Count the lines in the records below that contain the string "blonde", with case taken into account. Reply with the number alone.

----

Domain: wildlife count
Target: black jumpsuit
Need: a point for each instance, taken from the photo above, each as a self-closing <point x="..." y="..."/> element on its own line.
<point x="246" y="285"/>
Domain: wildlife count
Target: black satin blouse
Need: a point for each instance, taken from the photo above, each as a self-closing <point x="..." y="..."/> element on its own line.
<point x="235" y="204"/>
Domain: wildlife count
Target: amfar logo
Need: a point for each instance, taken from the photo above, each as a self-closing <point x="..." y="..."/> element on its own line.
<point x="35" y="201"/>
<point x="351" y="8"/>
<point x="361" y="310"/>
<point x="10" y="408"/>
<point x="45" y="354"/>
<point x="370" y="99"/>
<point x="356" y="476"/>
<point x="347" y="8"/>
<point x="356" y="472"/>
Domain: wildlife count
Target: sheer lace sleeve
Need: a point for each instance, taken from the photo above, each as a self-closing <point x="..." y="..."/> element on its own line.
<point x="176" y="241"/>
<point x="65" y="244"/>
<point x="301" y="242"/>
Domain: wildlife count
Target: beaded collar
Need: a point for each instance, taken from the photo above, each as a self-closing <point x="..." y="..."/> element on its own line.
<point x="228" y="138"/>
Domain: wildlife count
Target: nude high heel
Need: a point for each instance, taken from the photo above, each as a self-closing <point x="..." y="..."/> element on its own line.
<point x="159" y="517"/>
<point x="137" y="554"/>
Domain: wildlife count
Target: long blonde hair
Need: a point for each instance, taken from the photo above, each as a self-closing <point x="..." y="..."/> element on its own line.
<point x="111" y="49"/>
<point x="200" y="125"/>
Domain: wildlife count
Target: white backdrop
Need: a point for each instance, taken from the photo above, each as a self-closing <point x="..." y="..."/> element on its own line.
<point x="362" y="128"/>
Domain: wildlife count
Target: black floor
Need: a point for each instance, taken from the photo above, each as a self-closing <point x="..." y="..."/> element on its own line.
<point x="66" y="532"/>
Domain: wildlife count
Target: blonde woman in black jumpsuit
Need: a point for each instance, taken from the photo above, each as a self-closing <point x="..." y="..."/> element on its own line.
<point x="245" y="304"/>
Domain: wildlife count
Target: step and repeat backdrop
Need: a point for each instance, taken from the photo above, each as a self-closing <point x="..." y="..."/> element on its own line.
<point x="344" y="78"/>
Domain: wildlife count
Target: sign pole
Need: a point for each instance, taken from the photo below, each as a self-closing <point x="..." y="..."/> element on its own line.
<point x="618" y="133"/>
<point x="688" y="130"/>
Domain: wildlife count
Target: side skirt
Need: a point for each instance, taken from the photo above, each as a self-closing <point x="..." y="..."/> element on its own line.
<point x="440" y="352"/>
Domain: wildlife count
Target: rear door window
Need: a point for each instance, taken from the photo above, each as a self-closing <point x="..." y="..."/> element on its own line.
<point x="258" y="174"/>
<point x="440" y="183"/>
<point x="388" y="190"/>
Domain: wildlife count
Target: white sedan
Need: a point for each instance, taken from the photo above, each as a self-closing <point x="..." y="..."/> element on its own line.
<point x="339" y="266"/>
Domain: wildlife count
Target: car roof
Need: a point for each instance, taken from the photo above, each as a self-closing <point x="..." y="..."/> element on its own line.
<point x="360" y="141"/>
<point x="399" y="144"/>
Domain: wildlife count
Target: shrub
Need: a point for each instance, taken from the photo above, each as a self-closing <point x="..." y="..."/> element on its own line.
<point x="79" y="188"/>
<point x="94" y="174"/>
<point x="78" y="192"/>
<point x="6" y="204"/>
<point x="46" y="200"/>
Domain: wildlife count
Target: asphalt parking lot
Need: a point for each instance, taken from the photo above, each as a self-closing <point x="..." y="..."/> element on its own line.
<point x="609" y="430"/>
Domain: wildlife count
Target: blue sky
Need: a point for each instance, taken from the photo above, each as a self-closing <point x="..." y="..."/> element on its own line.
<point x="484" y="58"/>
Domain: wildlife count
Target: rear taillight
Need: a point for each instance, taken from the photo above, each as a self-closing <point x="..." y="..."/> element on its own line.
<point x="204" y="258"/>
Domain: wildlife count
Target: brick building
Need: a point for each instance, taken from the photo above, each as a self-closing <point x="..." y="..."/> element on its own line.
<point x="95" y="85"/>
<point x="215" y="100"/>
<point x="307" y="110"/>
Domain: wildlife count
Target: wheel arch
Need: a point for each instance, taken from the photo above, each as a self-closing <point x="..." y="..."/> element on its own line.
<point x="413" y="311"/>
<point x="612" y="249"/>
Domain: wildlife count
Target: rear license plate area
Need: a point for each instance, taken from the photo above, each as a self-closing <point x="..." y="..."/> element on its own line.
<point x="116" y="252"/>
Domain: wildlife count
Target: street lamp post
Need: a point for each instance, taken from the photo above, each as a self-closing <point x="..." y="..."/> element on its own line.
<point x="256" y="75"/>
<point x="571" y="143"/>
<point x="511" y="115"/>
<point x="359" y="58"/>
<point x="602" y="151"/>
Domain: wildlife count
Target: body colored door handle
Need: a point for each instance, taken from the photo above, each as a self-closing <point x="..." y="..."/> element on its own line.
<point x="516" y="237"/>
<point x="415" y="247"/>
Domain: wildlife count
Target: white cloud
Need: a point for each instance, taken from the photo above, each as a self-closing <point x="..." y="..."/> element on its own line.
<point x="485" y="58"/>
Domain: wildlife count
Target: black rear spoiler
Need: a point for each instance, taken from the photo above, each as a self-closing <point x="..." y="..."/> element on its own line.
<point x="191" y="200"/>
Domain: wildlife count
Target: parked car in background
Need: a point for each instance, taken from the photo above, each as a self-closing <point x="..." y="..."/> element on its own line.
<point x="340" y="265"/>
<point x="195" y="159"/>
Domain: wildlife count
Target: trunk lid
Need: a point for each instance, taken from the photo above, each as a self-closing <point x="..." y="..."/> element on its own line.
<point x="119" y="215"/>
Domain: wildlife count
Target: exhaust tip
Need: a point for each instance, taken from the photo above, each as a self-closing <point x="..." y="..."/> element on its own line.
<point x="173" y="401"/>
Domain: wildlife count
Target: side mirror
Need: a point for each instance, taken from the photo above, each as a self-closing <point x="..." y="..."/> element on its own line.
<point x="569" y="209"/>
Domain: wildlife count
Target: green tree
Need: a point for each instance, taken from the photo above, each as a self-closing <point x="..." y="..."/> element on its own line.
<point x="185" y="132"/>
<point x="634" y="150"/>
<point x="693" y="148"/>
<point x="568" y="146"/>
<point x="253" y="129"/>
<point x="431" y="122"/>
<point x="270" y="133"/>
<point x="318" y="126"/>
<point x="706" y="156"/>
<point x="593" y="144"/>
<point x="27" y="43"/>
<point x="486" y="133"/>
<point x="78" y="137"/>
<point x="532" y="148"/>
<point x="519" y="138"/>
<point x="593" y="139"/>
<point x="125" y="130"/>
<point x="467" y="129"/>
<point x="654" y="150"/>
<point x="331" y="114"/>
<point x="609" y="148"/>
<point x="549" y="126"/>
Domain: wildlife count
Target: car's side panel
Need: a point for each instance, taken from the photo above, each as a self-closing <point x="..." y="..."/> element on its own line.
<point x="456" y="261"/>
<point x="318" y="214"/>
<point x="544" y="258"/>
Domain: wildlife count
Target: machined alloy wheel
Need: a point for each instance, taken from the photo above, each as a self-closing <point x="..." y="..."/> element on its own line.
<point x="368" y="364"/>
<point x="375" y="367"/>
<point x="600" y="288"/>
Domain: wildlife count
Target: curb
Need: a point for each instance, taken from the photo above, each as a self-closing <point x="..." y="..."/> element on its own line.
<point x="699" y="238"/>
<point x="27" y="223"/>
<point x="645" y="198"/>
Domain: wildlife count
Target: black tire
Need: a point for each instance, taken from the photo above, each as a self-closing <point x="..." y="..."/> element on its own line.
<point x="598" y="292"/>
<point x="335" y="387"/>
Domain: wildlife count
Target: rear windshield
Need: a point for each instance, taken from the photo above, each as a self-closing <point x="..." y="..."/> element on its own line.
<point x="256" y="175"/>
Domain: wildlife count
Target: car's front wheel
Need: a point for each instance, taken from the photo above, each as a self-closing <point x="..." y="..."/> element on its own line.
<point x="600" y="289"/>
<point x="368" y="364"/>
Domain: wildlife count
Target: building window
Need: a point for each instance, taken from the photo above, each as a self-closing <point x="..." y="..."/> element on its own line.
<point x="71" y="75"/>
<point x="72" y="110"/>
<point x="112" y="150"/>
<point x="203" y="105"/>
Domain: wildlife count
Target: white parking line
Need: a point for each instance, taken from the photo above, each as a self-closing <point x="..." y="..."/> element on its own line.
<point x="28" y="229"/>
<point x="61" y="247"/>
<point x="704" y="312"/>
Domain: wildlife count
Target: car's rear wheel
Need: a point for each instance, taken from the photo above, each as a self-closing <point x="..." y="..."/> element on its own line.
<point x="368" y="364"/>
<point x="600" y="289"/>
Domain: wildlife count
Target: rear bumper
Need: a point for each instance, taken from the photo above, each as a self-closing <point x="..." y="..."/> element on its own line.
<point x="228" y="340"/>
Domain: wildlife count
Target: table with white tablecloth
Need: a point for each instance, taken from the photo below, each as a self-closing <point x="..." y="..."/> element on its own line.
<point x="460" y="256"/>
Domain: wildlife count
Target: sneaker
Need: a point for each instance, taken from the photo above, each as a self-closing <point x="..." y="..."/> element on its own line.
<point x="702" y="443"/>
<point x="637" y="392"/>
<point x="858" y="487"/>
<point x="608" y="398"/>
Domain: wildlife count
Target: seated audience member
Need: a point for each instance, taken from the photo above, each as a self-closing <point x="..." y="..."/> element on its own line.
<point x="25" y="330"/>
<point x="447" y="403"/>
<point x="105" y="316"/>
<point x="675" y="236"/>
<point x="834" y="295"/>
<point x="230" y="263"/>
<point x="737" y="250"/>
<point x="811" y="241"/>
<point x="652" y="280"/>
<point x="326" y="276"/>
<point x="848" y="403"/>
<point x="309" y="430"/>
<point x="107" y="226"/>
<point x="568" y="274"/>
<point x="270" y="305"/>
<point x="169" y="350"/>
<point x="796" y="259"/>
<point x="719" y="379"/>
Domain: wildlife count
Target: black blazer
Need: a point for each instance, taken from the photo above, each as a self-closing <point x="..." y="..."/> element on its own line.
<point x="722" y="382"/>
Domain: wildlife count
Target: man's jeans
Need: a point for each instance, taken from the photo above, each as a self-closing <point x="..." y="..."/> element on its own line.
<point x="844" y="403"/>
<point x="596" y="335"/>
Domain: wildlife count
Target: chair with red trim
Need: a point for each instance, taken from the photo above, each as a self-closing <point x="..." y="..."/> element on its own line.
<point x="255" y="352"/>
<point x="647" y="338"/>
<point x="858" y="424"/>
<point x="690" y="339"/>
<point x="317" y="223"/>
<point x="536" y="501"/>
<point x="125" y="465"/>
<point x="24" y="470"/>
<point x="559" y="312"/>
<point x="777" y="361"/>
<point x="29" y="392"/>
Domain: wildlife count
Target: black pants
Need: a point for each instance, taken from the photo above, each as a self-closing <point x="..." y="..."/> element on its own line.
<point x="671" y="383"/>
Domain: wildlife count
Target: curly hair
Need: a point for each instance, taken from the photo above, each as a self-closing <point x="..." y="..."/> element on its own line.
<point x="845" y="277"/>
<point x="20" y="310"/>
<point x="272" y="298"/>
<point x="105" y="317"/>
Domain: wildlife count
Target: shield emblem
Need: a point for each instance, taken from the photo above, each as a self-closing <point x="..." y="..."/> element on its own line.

----

| FINISHED ANSWER |
2